======== SELECTED EXCERPT
For narcotics agents, who often confront hostile situations, Capitol Hill has been a refuge where lawmakers stand ready to salute efforts in the nation’s war on drugs.
Lately, however, the Drug Enforcement Administration has found itself under attack in Congress as it holds its ground against marijuana legalization while the resolve of longtime political allies — and the White House and Justice Department to which it reports — rapidly fades.
“For 13 of the 14 years I have worked on this issue, when the DEA came to a hearing, committee members jumped over themselves to cheerlead,” said Bill Piper, a lobbyist with the Drug Policy Alliance, a pro-legalization group. “Now the lawmakers are not just asking tough questions, but also getting aggressive with their arguments.”
So far this year, the DEA’s role in the seizure of industrial hemp seeds bound for research facilities in Kentucky drew angry rebukes from the Senate’s most powerful Republican. The GOP-controlled House recently voted to prohibit federal agents from busting medical marijuana operations that are legal under state laws. And that measure, which demonstrated a shared distaste for the DEA’s approach to marijuana, brought one of the Senate’s most conservative members together with one of its most liberal in a rare bipartisan alliance.
How much the agency’s stock has fallen was readily apparent in the House debate, when Rep. Jared Polis (D-Colo.) denounced the agency’s longtime chief.
“She is a terrible agency head,” Polis said of Administrator Michele Leonhart.
The two had previously clashed over the DEA’s insistence that marijuana continue to be classified as among the most dangerous narcotics in existence.
“She has repeatedly embarrassed her agency before this body,” Polis said.
================
_ASSIGNED TASK 1_
Please output the stretch of the DEA article from "For narcotics agents, who" through "war on drugs.", copied word for word.
_ASSIGNED TASK 2_
In the DEA article, what did the GOP-controlled House recently vote to prohibit federal agents from doing?
======== RAW DATA
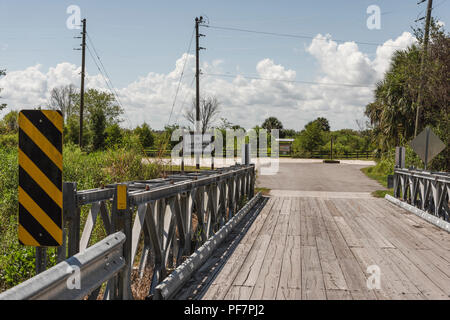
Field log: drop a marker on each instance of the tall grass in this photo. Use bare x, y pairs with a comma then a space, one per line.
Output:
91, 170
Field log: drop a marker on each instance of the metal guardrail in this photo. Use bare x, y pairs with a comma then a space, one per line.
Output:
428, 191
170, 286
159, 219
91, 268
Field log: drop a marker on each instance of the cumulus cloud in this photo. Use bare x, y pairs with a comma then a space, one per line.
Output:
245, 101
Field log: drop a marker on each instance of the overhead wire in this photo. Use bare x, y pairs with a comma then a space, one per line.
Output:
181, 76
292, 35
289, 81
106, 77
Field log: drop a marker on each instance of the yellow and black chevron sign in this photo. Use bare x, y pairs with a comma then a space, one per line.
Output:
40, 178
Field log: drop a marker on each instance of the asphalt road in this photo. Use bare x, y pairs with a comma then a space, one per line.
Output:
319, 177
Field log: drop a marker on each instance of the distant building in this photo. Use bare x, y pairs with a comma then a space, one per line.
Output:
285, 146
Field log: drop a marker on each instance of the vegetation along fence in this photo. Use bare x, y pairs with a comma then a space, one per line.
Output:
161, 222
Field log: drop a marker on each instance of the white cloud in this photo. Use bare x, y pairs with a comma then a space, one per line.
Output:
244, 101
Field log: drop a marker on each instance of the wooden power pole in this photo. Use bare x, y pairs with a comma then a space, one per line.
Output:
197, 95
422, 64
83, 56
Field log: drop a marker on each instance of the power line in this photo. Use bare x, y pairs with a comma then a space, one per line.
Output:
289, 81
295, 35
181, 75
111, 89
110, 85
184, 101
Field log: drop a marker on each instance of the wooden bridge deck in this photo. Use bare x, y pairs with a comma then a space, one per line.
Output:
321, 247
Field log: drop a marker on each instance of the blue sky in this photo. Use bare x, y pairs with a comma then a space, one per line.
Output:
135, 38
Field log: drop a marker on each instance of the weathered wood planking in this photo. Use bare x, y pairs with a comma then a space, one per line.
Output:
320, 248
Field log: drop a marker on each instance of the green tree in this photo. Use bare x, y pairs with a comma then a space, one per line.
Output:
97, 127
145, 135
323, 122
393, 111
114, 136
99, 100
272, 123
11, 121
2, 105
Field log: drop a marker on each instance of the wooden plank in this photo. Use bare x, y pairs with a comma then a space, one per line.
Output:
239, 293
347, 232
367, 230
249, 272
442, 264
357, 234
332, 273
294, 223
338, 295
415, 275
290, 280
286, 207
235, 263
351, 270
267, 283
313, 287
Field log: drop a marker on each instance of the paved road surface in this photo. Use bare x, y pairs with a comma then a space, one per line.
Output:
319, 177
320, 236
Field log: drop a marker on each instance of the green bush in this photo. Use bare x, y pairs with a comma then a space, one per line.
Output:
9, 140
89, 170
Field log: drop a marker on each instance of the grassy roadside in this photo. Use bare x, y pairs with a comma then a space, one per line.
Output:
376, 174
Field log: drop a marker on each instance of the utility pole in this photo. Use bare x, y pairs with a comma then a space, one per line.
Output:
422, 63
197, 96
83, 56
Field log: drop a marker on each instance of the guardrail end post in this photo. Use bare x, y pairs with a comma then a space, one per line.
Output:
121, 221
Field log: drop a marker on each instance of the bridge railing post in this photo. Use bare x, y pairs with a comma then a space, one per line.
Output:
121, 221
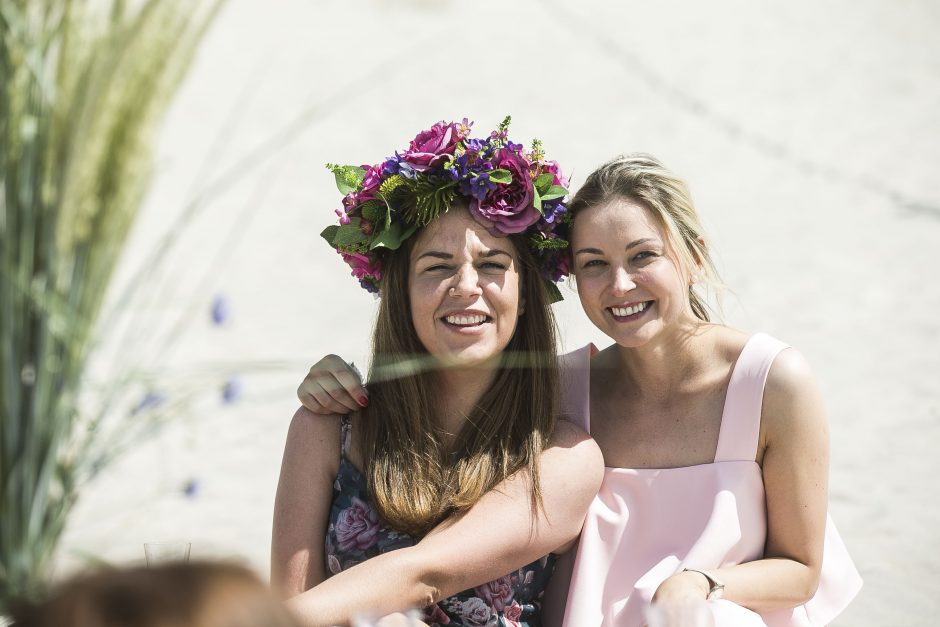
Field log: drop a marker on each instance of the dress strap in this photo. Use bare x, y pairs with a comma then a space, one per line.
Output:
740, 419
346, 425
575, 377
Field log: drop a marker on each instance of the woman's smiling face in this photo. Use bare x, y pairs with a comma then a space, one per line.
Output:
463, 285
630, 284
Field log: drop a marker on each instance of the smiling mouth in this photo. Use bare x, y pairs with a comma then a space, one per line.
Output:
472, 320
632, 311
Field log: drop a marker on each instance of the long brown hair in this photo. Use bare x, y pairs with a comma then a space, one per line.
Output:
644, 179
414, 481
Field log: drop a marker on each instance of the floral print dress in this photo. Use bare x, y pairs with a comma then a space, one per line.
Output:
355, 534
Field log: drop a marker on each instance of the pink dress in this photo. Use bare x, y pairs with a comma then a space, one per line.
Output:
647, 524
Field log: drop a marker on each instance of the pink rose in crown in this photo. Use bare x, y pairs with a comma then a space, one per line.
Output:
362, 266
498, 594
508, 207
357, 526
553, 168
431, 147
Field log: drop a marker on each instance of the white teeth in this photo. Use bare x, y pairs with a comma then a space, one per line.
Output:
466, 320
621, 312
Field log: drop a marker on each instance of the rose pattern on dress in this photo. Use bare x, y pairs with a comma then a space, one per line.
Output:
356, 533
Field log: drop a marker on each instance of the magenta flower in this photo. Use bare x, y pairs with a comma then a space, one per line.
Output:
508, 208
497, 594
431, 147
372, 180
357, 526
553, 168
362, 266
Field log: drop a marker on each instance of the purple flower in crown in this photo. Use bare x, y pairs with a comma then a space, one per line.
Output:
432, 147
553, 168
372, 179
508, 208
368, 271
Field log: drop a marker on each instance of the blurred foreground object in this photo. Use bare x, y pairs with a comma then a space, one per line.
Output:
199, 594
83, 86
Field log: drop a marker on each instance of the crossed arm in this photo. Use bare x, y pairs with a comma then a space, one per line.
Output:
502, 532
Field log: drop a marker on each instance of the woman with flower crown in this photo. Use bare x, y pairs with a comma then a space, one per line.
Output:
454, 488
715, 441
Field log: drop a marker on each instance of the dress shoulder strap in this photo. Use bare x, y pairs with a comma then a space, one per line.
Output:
================
======== RAW DATA
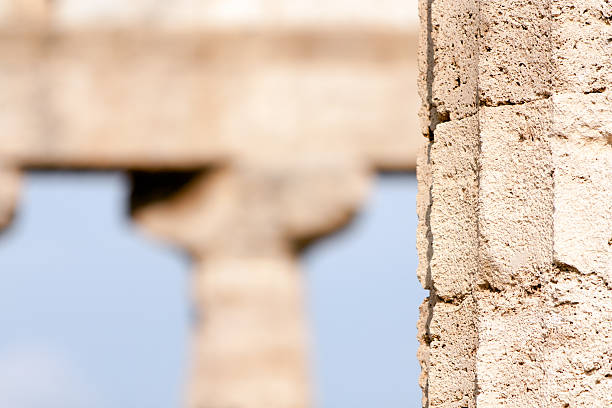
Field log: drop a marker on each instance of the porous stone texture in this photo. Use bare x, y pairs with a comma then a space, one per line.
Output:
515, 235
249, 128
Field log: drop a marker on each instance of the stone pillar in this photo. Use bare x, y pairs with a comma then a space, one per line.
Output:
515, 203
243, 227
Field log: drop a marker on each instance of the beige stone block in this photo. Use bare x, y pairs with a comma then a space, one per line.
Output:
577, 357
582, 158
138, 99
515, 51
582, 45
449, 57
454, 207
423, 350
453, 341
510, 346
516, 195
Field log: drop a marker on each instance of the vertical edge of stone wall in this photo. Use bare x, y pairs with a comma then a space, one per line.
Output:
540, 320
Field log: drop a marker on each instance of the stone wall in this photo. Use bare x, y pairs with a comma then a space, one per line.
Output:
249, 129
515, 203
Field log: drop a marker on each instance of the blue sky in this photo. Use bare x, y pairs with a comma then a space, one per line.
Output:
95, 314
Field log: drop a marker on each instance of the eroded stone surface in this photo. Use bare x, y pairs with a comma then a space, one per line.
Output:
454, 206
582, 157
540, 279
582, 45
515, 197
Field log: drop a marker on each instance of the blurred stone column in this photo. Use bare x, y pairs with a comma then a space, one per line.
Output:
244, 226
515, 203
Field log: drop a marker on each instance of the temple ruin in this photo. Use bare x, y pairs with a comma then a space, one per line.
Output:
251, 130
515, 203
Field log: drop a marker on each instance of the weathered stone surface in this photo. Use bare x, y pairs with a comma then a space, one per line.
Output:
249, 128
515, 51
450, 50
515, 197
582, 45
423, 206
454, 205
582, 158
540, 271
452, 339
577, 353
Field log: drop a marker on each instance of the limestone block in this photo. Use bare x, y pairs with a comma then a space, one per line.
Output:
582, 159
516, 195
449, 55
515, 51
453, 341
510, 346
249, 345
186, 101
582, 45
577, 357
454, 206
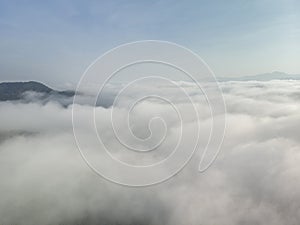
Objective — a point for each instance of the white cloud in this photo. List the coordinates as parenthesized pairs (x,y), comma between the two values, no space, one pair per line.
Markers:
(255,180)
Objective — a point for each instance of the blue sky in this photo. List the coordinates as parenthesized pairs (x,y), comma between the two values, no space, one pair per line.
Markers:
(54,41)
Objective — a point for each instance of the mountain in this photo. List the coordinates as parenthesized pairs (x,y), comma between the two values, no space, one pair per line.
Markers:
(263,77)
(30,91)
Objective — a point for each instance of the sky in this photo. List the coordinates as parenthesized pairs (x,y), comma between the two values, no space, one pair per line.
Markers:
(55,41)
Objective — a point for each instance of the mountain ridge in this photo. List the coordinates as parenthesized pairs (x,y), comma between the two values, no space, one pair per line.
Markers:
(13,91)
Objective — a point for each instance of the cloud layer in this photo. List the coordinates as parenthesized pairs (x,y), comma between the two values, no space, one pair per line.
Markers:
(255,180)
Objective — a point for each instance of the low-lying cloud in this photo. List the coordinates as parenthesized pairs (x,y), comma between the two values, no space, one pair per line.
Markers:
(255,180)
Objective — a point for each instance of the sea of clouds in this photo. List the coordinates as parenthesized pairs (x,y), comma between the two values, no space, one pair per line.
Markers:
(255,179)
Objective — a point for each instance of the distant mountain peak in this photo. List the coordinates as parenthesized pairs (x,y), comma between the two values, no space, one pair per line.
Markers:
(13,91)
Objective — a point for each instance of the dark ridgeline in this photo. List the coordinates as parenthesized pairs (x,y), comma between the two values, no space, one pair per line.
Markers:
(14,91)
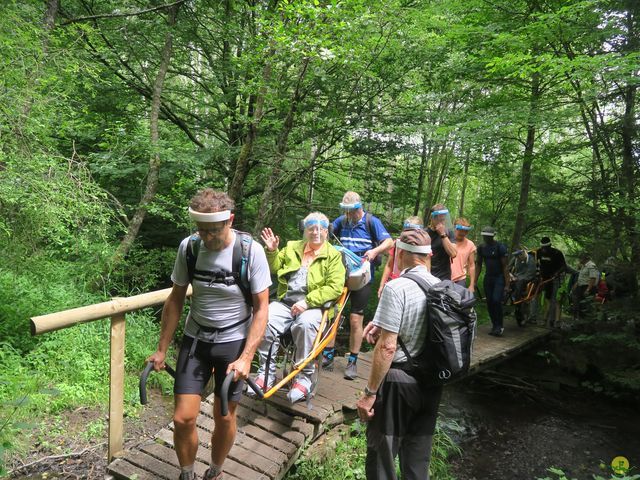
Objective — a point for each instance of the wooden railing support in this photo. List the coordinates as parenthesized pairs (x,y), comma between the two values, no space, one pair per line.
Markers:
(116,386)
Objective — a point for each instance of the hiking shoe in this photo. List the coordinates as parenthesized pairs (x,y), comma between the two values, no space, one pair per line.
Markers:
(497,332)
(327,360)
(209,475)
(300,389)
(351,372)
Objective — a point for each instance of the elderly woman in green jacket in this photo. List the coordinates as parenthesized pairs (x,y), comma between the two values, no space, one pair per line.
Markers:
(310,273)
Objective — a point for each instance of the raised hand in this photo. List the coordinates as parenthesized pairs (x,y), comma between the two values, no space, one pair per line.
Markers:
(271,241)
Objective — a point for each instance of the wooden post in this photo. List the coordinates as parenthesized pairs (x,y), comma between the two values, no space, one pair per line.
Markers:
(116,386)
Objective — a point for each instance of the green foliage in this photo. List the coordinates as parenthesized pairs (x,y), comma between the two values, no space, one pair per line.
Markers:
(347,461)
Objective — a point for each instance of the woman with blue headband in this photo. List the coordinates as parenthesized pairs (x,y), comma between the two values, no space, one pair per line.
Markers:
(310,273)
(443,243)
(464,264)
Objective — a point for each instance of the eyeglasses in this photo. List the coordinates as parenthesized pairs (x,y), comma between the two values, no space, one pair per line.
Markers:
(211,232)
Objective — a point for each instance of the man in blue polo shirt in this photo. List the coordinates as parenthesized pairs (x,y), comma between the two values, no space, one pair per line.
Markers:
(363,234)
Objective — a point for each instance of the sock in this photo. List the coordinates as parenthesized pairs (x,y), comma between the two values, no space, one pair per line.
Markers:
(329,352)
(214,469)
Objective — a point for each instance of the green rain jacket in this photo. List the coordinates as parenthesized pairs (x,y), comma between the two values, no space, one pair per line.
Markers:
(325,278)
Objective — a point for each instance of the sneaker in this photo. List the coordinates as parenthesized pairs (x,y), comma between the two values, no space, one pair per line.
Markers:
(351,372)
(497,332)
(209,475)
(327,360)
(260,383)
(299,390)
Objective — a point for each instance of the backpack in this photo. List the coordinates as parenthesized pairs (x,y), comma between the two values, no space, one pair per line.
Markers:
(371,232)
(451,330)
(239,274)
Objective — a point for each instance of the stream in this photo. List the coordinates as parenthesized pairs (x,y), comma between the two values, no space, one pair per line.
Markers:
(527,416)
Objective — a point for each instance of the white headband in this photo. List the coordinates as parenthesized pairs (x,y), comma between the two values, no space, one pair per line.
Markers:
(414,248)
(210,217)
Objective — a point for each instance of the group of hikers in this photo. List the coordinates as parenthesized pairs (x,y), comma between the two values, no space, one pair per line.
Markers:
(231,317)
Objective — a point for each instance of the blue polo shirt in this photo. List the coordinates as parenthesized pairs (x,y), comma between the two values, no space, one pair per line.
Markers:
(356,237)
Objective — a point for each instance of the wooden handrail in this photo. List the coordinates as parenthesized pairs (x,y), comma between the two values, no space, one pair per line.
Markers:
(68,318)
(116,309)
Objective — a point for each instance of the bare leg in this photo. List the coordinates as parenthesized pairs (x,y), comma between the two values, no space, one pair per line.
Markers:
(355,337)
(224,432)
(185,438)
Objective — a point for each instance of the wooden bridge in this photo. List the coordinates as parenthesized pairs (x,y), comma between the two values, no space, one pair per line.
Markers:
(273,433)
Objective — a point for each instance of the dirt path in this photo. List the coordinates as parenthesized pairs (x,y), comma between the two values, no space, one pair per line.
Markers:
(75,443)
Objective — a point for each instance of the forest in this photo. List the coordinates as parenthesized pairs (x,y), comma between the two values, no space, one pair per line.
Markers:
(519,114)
================
_EXERCISE RESPONSE 1_
For narcotics agents, who often confront hostile situations, Capitol Hill has been a refuge where lawmakers stand ready to salute efforts in the nation’s war on drugs.

_EXERCISE RESPONSE 2_
Busting medical marijuana operations that are legal under state laws.